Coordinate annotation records
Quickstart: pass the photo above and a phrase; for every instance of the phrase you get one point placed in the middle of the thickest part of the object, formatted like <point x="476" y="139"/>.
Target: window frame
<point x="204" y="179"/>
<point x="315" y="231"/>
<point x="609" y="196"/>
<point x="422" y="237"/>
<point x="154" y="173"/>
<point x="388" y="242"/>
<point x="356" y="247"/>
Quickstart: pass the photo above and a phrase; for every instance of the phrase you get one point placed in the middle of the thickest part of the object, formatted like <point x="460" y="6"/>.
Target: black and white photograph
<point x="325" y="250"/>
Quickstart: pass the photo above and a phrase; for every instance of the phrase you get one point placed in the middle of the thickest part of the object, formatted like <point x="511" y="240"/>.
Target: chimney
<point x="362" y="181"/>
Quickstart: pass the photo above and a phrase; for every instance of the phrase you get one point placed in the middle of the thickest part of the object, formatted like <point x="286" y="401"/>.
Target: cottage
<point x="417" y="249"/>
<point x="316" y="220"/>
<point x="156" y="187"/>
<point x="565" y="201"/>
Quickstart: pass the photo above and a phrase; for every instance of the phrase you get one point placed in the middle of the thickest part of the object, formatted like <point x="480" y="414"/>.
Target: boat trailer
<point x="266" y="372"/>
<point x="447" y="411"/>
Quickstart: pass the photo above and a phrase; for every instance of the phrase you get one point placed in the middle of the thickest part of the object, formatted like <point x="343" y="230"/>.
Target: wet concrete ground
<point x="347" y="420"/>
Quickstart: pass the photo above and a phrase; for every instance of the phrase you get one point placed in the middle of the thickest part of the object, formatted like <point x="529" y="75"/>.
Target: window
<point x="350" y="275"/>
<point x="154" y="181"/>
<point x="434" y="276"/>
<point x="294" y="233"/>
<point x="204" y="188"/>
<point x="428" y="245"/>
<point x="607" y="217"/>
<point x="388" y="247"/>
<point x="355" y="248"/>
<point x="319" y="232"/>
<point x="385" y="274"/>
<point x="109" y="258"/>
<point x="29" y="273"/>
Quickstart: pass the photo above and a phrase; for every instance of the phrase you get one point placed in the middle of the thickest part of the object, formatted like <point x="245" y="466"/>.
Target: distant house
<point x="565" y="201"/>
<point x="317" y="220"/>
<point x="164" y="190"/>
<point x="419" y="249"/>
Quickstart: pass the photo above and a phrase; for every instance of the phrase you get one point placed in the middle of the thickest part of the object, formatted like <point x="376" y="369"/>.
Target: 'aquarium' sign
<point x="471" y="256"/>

• _WORK TO BE COMPLETED_
Can you reproduce all the material exactly?

• _ANSWER TO THE PROBLEM_
Quickstart: pass the photo above and a phrase; for every instance of the phrase you get one point placed in the middle of the thickest part of the object, formatted like <point x="476" y="139"/>.
Target: window frame
<point x="204" y="179"/>
<point x="315" y="231"/>
<point x="609" y="196"/>
<point x="422" y="237"/>
<point x="154" y="173"/>
<point x="388" y="242"/>
<point x="356" y="247"/>
Quickstart: pass the photo above and a phrase; for every instance of the phrase you get one point placed in the middle of the thickest part of the object, formatted like <point x="460" y="6"/>.
Target: black and white photograph
<point x="325" y="250"/>
Quickstart: pass the photo above and a phrase; for every instance of the phrase you get one point placed in the middle of the thickest part of the object, formatted like <point x="511" y="240"/>.
Target: chimney
<point x="362" y="181"/>
Quickstart: pass the photo above and a phrase; for every instance of the phrase you get one point placed in the middle of the thickest part of the object, formatted like <point x="286" y="401"/>.
Target: cottage
<point x="417" y="249"/>
<point x="316" y="220"/>
<point x="156" y="187"/>
<point x="565" y="201"/>
Quickstart: pass the photo above and a phrase; for every instance of the phrase you get one point placed in the middle of the thickest part of the object, formatted like <point x="480" y="414"/>.
Target: boat trailer
<point x="266" y="372"/>
<point x="447" y="411"/>
Quickstart: pass the photo above and a phrase; for every instance of the phrase you get one point placed in the middle of the thickest part of the object, formatted like <point x="343" y="230"/>.
Target: wet concrete ground
<point x="347" y="420"/>
Quickstart: pass the photo above and a phrase; for every instance of the phrase you get one point placed in the middle of the thickest part of the object, formatted like <point x="529" y="75"/>.
Target: window
<point x="350" y="275"/>
<point x="154" y="181"/>
<point x="434" y="276"/>
<point x="294" y="233"/>
<point x="204" y="188"/>
<point x="428" y="245"/>
<point x="607" y="217"/>
<point x="388" y="247"/>
<point x="355" y="248"/>
<point x="319" y="232"/>
<point x="385" y="274"/>
<point x="109" y="258"/>
<point x="29" y="273"/>
Quickstart: pass the photo above and a phrase; for every instance of the phrase you get one point placed in the middle of the thickest part of the object, formatted like <point x="245" y="466"/>.
Target: distant house
<point x="565" y="201"/>
<point x="317" y="220"/>
<point x="164" y="190"/>
<point x="419" y="249"/>
Quickstart: pass the photo above and a phrase; for every instance of the phrase you get one point placed in the middle of the thickest part of the object, formatted like <point x="376" y="369"/>.
Target: 'aquarium' sign
<point x="471" y="256"/>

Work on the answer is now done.